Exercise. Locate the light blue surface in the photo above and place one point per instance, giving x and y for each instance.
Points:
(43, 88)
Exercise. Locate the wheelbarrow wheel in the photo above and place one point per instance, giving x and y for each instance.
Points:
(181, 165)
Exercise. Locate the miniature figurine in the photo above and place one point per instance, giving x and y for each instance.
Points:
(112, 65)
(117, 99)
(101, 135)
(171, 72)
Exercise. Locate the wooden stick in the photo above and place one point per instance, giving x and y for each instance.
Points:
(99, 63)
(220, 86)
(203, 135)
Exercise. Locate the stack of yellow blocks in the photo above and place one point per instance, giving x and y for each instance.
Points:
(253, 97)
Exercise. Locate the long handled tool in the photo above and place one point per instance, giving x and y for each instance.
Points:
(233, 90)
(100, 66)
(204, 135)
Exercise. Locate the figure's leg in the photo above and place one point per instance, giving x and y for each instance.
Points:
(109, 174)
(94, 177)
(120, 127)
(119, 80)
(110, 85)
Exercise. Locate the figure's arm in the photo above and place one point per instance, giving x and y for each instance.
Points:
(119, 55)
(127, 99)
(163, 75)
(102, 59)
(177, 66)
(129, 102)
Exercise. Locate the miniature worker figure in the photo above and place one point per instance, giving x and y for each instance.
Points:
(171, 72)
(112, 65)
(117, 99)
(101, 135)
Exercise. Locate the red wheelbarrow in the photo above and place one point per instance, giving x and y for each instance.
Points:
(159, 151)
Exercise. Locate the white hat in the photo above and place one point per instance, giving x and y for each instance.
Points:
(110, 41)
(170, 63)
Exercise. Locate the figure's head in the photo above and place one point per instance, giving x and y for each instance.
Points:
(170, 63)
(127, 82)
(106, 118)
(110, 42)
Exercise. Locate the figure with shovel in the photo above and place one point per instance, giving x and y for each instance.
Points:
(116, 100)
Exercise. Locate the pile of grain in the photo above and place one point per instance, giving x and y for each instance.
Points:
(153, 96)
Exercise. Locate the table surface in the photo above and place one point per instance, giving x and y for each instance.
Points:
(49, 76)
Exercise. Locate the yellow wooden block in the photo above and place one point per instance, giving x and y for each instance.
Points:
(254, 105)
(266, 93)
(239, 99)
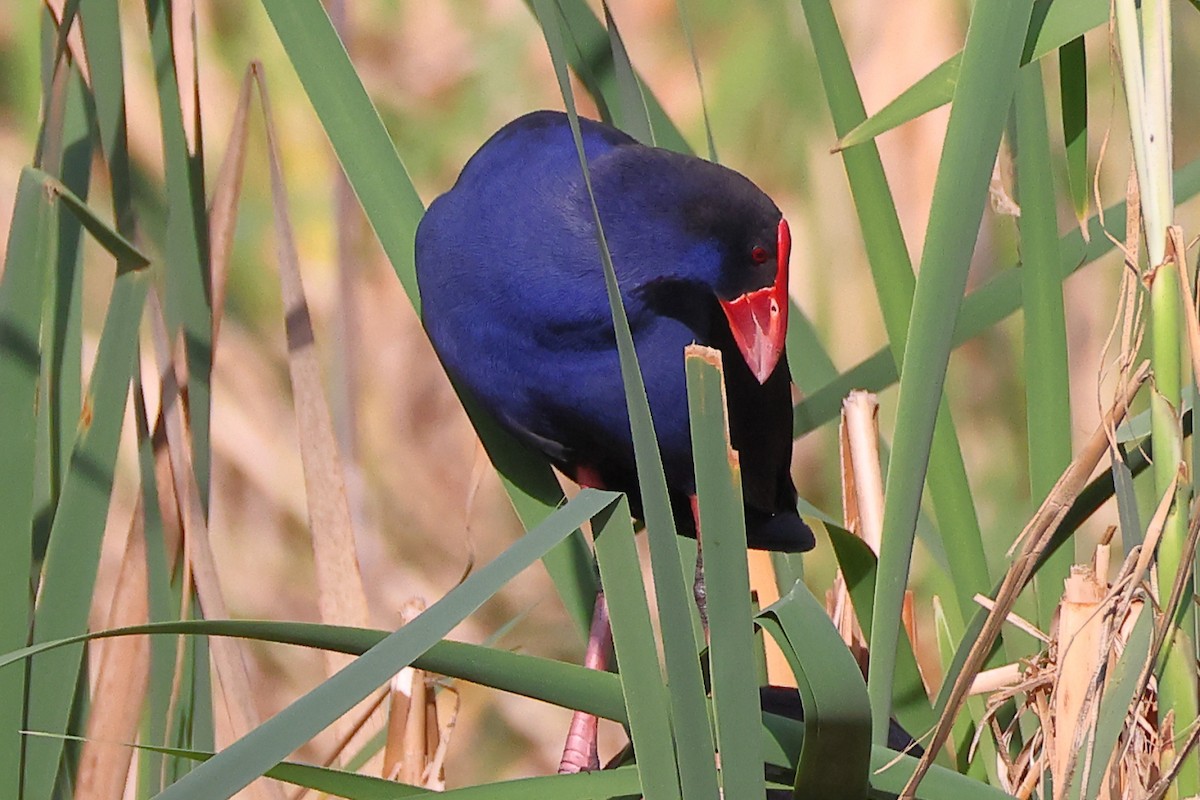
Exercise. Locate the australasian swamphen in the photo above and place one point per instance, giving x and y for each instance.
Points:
(515, 304)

※ ※ ※

WHAT THIS TASK INVOLVES >> The lines to reproduce run from the line containing "Exercise. Locate the figure's arm" through the last line of the records above, both included. Copy them exactly and drop the pictures.

OUTPUT FOR THIS EXERCISE >>
Exercise. Locate the figure's arm in the photo above and place one point per instance, giving x and y for each instance.
Points:
(119, 55)
(127, 99)
(163, 75)
(102, 59)
(177, 66)
(129, 102)
Exercise. Locate the miniature worker figure in the photo above and place one point per instance, giving x and y for each instance.
Points:
(171, 72)
(112, 65)
(117, 99)
(101, 135)
Exercise. Locate the red wheelbarrow in the photo above and place one point per instance, giving x and y for each instance.
Points:
(159, 151)
Exercise. Locate the white hat in the photo above and place one point per instance, giving x and y for each instance.
Points:
(110, 41)
(170, 63)
Exercise. Locate the figure's head in the photo above and place one point per instance, giving x and y for each instance.
Points:
(170, 63)
(127, 82)
(106, 118)
(110, 42)
Exercise. Locate the figure with shovel in the photo above and place one point per instance, giving x and y for each instance.
Points:
(116, 100)
Exercise. Locate the pile of grain in the photo above and place one point per instance, giving x and y for each instance.
Points:
(153, 96)
Exercise. Locate the table surface in the photo above and place one point per instance, giving x and y for each instance.
Points:
(49, 76)
Exercise. Locate the yellow wooden block in the photo above and place one point per instance, giving x and y for each instance.
Points:
(254, 105)
(266, 93)
(239, 99)
Exercise. Locate the australasian swamphen in the photo above and place one point per instance, giving x and y for each instance.
Points:
(515, 304)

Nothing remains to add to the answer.